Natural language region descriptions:
------------------------------------------------------------
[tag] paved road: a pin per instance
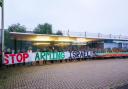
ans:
(96, 74)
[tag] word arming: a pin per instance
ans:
(49, 56)
(15, 58)
(81, 54)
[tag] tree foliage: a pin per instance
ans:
(59, 32)
(43, 29)
(17, 28)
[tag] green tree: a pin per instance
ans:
(59, 32)
(9, 43)
(43, 29)
(17, 28)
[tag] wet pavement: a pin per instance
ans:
(94, 74)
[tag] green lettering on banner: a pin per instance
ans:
(43, 57)
(62, 55)
(49, 56)
(37, 58)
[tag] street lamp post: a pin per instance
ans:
(2, 27)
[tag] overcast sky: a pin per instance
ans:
(104, 16)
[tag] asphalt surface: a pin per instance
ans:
(94, 74)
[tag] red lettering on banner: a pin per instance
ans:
(12, 55)
(25, 55)
(19, 59)
(6, 59)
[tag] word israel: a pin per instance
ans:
(49, 56)
(81, 54)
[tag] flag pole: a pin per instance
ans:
(2, 28)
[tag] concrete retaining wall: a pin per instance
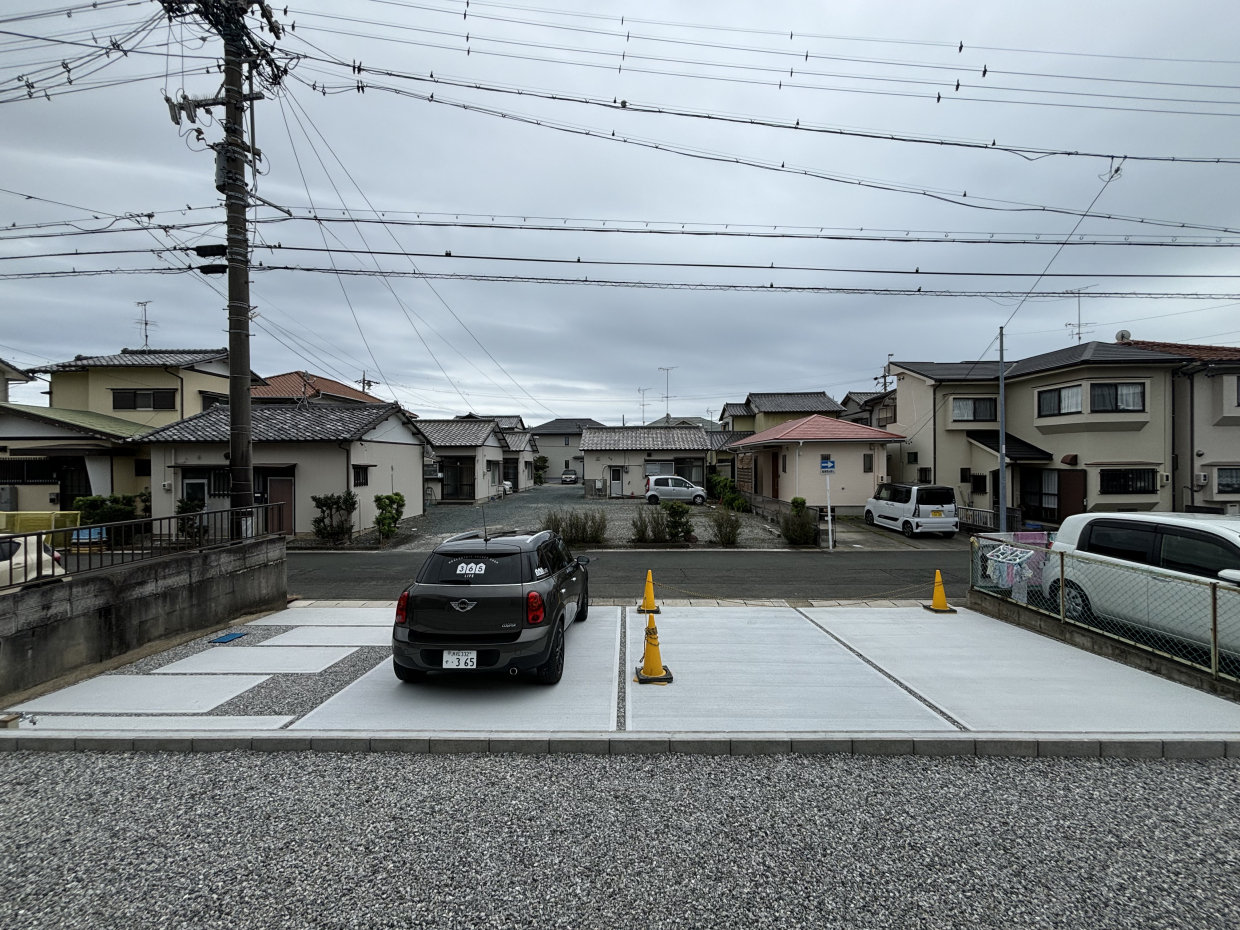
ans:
(1100, 645)
(52, 630)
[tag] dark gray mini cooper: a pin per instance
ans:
(490, 604)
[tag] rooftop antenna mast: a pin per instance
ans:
(144, 321)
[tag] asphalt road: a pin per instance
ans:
(382, 575)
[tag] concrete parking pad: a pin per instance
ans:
(332, 636)
(270, 660)
(584, 699)
(168, 722)
(761, 668)
(329, 616)
(993, 676)
(144, 695)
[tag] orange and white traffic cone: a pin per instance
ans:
(939, 603)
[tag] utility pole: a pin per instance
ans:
(667, 389)
(1002, 439)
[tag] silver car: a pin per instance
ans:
(672, 487)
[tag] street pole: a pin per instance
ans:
(1002, 440)
(232, 153)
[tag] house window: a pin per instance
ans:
(1058, 402)
(1117, 398)
(1127, 480)
(144, 399)
(978, 409)
(1229, 480)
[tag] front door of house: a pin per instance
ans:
(279, 490)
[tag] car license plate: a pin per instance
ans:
(460, 659)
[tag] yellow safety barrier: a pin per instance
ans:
(939, 603)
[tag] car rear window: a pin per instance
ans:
(474, 568)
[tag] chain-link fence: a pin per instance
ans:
(1193, 621)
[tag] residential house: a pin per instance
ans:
(149, 386)
(874, 408)
(1205, 428)
(303, 387)
(561, 442)
(469, 454)
(1089, 428)
(763, 411)
(48, 456)
(785, 460)
(10, 373)
(619, 459)
(300, 451)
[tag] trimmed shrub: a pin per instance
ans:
(724, 526)
(335, 520)
(678, 523)
(389, 510)
(578, 526)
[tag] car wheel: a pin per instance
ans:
(1076, 605)
(553, 668)
(408, 675)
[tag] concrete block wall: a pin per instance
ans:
(55, 629)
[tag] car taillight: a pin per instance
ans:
(535, 610)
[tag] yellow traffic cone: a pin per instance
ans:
(652, 670)
(647, 602)
(939, 603)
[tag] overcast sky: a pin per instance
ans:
(577, 350)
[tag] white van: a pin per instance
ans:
(914, 509)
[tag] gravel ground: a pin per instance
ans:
(526, 510)
(238, 841)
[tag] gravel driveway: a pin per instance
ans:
(237, 841)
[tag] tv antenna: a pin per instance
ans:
(144, 321)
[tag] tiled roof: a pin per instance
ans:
(564, 425)
(459, 433)
(822, 429)
(795, 402)
(645, 439)
(282, 423)
(1202, 354)
(506, 420)
(140, 358)
(296, 385)
(1017, 449)
(518, 440)
(97, 424)
(721, 438)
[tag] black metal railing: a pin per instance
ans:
(34, 557)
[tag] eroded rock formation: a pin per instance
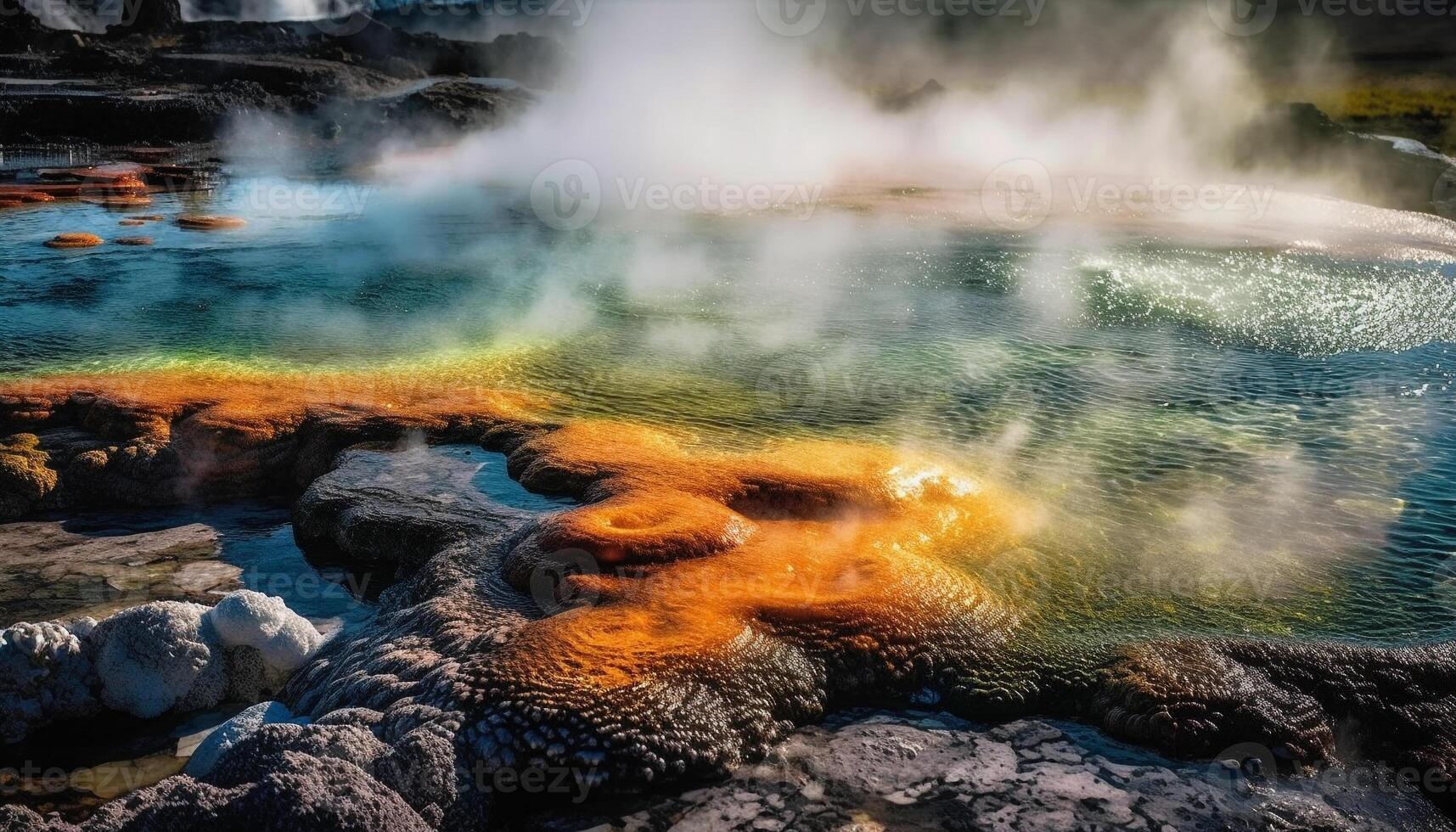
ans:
(694, 610)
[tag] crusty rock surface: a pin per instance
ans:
(160, 657)
(874, 770)
(655, 636)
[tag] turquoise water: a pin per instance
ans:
(1223, 433)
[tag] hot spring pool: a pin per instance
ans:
(1219, 435)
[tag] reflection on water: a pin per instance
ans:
(1222, 436)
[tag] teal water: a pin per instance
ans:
(1223, 433)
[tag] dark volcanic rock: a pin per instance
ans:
(458, 105)
(162, 81)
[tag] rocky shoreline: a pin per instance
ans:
(168, 82)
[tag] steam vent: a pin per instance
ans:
(637, 416)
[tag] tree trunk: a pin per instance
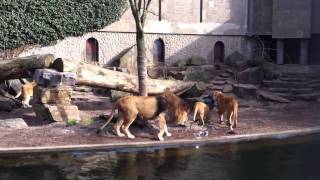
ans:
(23, 67)
(96, 76)
(141, 62)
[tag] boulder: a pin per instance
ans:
(182, 62)
(195, 91)
(256, 61)
(53, 78)
(233, 58)
(56, 112)
(15, 123)
(271, 97)
(240, 66)
(10, 87)
(129, 60)
(178, 75)
(227, 88)
(197, 61)
(115, 95)
(245, 90)
(251, 76)
(7, 104)
(268, 70)
(59, 95)
(197, 74)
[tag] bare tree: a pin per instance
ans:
(139, 9)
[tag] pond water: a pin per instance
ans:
(288, 159)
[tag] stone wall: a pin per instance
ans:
(177, 46)
(220, 17)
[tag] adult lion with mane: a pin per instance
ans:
(229, 105)
(149, 107)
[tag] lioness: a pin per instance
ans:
(229, 105)
(177, 108)
(26, 92)
(129, 107)
(202, 109)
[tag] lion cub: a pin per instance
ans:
(26, 92)
(202, 109)
(228, 105)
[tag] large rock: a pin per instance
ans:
(115, 95)
(195, 91)
(129, 60)
(197, 74)
(192, 61)
(56, 112)
(271, 97)
(233, 58)
(240, 65)
(7, 104)
(197, 61)
(227, 88)
(251, 76)
(245, 90)
(16, 123)
(268, 70)
(181, 62)
(59, 95)
(53, 78)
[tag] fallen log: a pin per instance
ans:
(22, 67)
(92, 75)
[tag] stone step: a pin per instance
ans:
(294, 79)
(309, 97)
(305, 97)
(314, 81)
(283, 84)
(294, 75)
(302, 90)
(288, 96)
(278, 90)
(272, 97)
(216, 87)
(315, 86)
(225, 75)
(218, 82)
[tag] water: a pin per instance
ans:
(294, 159)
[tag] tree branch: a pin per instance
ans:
(144, 14)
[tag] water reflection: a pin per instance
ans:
(260, 160)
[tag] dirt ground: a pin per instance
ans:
(254, 117)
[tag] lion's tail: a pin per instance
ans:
(115, 106)
(235, 115)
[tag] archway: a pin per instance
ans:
(158, 52)
(92, 50)
(219, 52)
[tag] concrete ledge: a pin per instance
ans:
(127, 146)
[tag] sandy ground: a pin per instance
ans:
(254, 117)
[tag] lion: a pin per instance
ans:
(129, 107)
(202, 110)
(25, 93)
(177, 108)
(228, 105)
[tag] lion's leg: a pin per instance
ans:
(125, 127)
(220, 114)
(230, 123)
(202, 118)
(25, 102)
(195, 114)
(118, 125)
(164, 122)
(162, 127)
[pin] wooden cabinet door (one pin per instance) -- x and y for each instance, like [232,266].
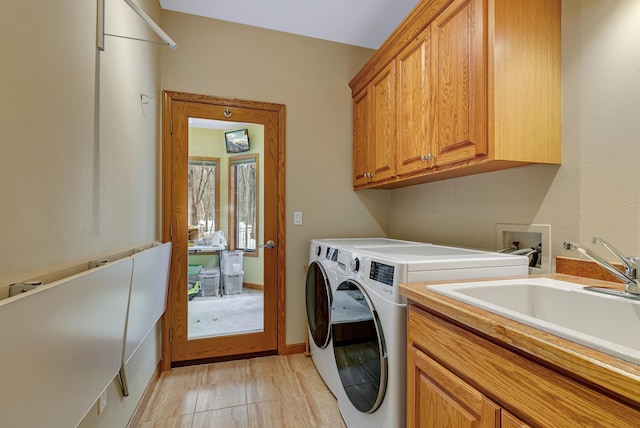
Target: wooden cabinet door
[382,93]
[459,61]
[415,113]
[361,133]
[510,421]
[437,398]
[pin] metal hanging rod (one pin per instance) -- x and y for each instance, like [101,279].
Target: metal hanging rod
[150,22]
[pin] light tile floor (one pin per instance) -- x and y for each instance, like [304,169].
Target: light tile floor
[275,391]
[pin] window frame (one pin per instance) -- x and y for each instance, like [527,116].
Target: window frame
[232,225]
[216,215]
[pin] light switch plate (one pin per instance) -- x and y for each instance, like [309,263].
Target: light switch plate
[529,235]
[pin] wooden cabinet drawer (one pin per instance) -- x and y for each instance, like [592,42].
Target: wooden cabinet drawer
[535,393]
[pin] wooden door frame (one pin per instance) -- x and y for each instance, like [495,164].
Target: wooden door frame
[167,98]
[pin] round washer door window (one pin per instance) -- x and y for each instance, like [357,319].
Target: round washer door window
[359,347]
[318,297]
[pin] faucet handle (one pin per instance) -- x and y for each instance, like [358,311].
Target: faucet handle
[628,262]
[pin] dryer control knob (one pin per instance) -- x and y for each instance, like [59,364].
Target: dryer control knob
[355,265]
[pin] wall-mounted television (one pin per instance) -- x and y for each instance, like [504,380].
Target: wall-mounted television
[237,141]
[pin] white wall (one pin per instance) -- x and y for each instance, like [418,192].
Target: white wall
[596,190]
[79,152]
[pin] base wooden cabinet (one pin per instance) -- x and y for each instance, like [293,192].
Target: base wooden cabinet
[458,379]
[477,88]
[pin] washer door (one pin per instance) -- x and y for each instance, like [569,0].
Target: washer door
[359,347]
[318,297]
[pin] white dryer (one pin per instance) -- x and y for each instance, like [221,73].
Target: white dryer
[369,321]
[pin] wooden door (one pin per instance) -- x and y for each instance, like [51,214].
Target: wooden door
[415,113]
[382,93]
[361,141]
[437,398]
[179,110]
[459,60]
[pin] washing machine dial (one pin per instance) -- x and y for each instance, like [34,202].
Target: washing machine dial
[355,265]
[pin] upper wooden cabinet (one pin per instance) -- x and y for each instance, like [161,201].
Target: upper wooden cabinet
[374,129]
[477,88]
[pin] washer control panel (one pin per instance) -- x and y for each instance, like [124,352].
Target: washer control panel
[382,273]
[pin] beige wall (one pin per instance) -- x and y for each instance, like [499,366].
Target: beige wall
[311,78]
[596,190]
[79,151]
[79,158]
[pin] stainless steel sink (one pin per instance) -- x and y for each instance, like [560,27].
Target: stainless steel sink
[607,323]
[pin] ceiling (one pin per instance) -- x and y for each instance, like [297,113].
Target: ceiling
[365,23]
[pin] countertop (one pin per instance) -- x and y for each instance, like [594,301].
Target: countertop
[592,367]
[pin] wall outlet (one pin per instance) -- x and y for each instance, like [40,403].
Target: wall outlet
[102,402]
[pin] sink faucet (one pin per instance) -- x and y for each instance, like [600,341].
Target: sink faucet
[629,277]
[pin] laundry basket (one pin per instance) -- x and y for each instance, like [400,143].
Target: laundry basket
[232,283]
[210,282]
[231,261]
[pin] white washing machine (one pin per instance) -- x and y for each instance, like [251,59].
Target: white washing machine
[368,321]
[322,279]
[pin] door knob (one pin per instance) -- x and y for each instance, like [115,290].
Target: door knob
[269,245]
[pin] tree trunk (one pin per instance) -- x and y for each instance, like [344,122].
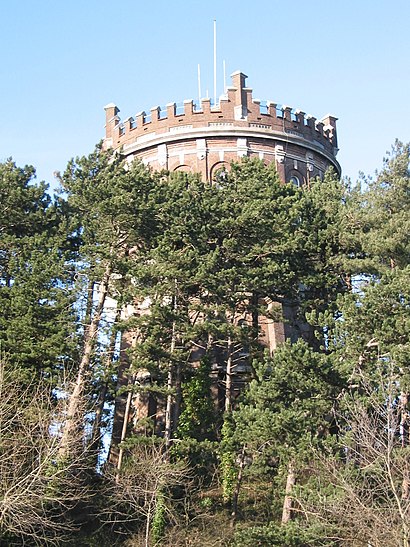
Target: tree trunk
[124,428]
[75,399]
[288,503]
[170,383]
[235,496]
[96,433]
[229,377]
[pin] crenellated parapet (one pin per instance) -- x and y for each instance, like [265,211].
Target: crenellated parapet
[271,131]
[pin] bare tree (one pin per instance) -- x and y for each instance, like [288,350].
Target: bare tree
[143,493]
[360,492]
[38,490]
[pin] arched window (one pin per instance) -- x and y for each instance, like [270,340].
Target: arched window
[219,173]
[295,180]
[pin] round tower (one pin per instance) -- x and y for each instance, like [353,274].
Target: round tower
[205,138]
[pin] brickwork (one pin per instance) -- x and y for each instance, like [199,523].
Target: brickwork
[201,138]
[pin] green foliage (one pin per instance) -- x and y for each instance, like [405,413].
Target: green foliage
[227,457]
[274,535]
[37,330]
[197,418]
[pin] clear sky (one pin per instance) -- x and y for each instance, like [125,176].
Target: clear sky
[63,61]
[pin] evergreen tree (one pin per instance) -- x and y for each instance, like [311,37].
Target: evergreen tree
[37,329]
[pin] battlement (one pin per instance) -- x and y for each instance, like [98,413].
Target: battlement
[236,109]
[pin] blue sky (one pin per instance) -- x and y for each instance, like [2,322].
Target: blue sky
[62,62]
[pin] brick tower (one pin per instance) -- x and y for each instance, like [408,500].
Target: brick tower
[205,138]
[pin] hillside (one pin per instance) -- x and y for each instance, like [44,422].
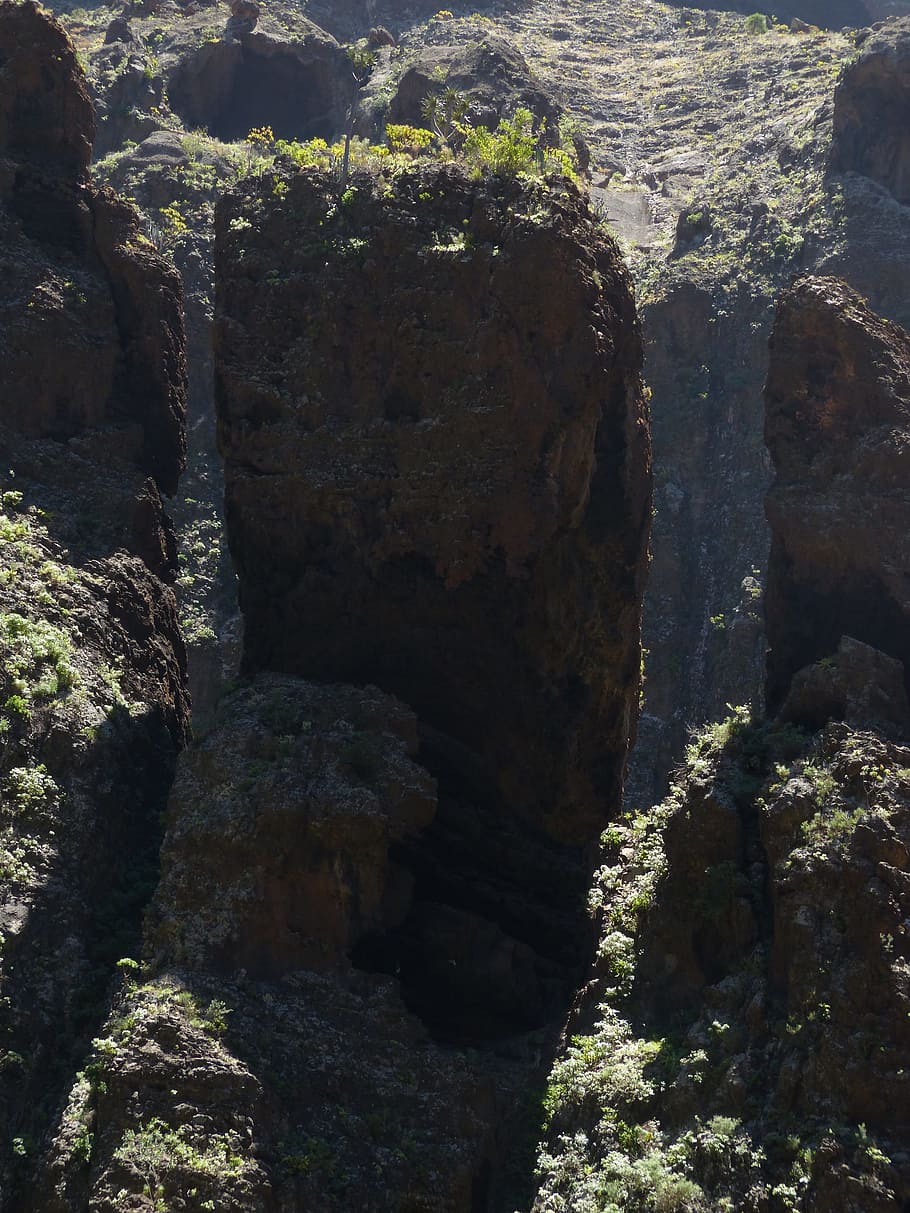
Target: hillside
[541,563]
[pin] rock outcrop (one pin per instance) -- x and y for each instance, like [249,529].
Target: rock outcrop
[870,135]
[837,427]
[743,1040]
[301,85]
[447,495]
[92,698]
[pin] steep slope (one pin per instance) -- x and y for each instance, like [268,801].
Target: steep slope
[837,419]
[743,1042]
[92,692]
[448,496]
[370,922]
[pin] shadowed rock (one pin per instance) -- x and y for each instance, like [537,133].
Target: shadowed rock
[837,426]
[437,482]
[871,135]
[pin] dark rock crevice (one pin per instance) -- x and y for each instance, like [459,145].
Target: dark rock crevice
[478,553]
[837,404]
[299,89]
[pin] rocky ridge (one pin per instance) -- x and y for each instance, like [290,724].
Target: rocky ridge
[743,1040]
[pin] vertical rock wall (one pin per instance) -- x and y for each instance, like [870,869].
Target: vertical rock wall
[92,699]
[837,417]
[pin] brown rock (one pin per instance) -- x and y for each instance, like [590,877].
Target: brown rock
[300,86]
[92,670]
[380,36]
[451,421]
[837,426]
[858,684]
[282,819]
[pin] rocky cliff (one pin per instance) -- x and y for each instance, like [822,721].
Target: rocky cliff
[741,1043]
[465,472]
[91,661]
[369,921]
[837,404]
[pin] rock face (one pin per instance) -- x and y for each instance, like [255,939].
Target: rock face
[299,86]
[448,474]
[837,426]
[294,802]
[91,661]
[741,1041]
[870,135]
[447,495]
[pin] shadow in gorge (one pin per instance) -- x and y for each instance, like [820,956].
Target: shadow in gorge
[496,938]
[61,963]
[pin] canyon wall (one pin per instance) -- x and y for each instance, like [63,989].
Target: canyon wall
[371,910]
[741,1042]
[92,695]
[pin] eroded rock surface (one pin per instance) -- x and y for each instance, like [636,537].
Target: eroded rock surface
[92,694]
[437,482]
[493,78]
[282,821]
[870,134]
[839,431]
[741,1042]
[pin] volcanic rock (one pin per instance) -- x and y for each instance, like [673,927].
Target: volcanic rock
[837,426]
[300,86]
[437,482]
[494,79]
[870,131]
[282,819]
[92,671]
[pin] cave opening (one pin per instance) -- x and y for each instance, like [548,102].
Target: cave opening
------------------------------------------------------------
◆ PROBLEM TO SOLVE ◆
The lines you return should be those above that contain the word "concrete", every one of them.

◆ TASK ANSWER ◆
[tag] concrete retaining wall: a pin per instance
[tag] concrete parking pad: a pin per instance
[tag] concrete block wall: a pin per instance
[tag] concrete ledge: a pin per instance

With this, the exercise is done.